:: EXTRACT TO READ ::
After being one of the biggest artists of the 1960s, Herb Alpert didn’t have a song of his hit the Top 40 until the last 4 months of the decade. It rose all the way to #1, making Herb the first artist to have a #1 song as a vocalist and a #1 song as an instrumental. In fact I’m not sure anyone else has even duplicated this feat or ever will.
The story of Rise starts in early 1979 when the 3M company gave A&M records a brand new 32-track digital recorder to experiment with. Herb decided to try out this top-of-the-line equipment pby recording some new material. Someone suggested to disco versions of his old catalog, like The Lonely Bull, but that sounded pretty cheesy to Herb. That’s when he got a call from his cousin, the aptly named Randy Badazz. Aptly named, because he handed the man that once outsold the Beatles during the 60s, a funky tune written with his buddy, Andy Armer, that would extend Herb’s fortunes through the next 20 years.

:: ACTIVITY LIST ::
• A. Answer these questions about the piece on Herb Alpert's "Rise":
(i) How high on the chart did the song rise?
(ii) Which company gave A&M Records a 32-track digital recorder, and when?
(iii) Who wrote the tune that Randy Badazz handed to Herb?
• B. Carry on the piece about Herb Alpert's "Rise" from the point where it stops.

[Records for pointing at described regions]
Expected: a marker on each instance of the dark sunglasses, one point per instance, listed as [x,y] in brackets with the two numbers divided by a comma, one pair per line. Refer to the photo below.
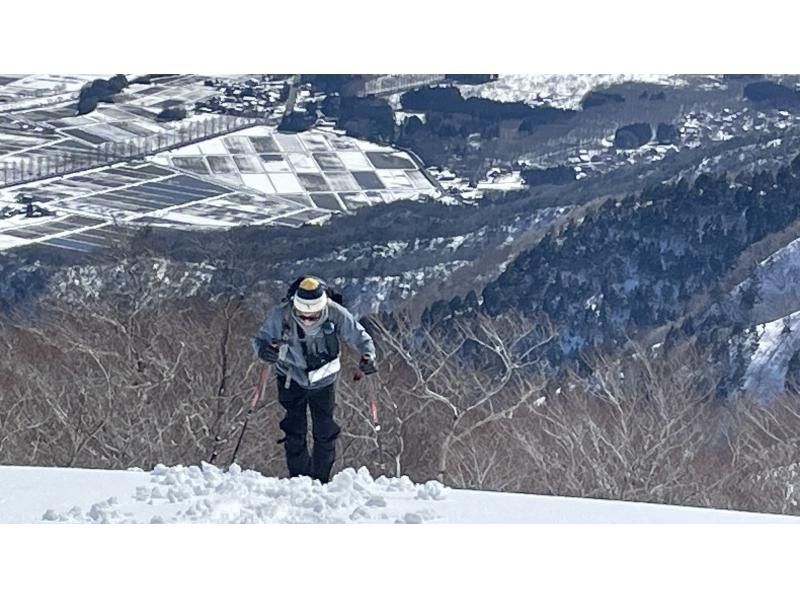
[308,317]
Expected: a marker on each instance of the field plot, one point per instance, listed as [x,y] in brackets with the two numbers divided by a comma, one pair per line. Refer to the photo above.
[331,171]
[50,138]
[95,209]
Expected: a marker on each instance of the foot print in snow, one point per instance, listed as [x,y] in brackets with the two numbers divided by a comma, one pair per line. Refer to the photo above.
[208,494]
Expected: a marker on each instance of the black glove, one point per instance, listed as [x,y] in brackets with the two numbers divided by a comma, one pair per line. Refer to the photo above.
[367,365]
[268,351]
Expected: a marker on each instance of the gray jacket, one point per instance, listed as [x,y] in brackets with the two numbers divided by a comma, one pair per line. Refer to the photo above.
[280,325]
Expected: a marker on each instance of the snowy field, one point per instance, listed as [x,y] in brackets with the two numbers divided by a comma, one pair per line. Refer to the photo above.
[207,494]
[778,341]
[561,91]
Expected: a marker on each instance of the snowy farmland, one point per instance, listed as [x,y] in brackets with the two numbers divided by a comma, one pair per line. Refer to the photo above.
[314,168]
[207,494]
[561,90]
[252,177]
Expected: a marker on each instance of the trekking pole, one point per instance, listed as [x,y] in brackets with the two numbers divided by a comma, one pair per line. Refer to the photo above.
[376,425]
[258,391]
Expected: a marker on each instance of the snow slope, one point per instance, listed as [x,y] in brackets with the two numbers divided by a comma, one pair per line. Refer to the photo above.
[765,378]
[207,494]
[777,279]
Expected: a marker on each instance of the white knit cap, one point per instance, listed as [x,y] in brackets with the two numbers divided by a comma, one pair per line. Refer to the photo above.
[310,296]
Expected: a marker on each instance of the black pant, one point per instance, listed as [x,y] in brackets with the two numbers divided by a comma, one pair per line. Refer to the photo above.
[297,400]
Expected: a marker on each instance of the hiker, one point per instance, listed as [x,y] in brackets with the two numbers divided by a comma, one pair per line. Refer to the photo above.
[301,338]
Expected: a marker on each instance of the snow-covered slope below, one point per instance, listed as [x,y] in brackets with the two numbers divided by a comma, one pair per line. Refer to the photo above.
[778,341]
[777,280]
[207,494]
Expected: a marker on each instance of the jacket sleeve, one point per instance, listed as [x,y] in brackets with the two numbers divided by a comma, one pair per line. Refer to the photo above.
[270,329]
[354,333]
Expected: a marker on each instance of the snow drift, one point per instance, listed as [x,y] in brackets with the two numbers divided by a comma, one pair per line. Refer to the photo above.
[207,494]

:: YOUR WRITTEN ANSWERS ::
• A.
(i) It rose all the way to #1.
(ii) The 3M company, in early 1979.
(iii) Randy Badazz and his buddy Andy Armer.

• B.
Herb dug Rise, bu thought it might be a little too fast for his crowd. So he slowed the tempo from the coke-fueled 120 BPM down to the Arthur-Murray-dance-lessons speed of 100 BPM. But the switch worked and it created a nice steady groove for Herb to blow his Spanish horn to. You could couples dance to it. You could pump up the bass in your low-rider to it. Or you could wind down a romantic evening to it. It went #1 on the Pop & Adult Contemporary charts and Top 10 on the Disco & R&B charts. A nice little crossover. But as good as the tune was, it needed a little help to get there. And it got some in the creepiest way possible.
Anthony Geary was an actor who got his big break on the soap opera, General Hospital, in 1978. His character, Luke Spencer, was a college student running the Campus Disco, when he first met, Laura Webber. His character was brought in to help break-up Laura’s marriage and add some youth to the show. His character would fall in love with her and slowly torture her at the same time, once almost causing her to die in a car accident. But his big scene was around the corner. He was about to confess his love to Laura by raping her. Yes, you read that right.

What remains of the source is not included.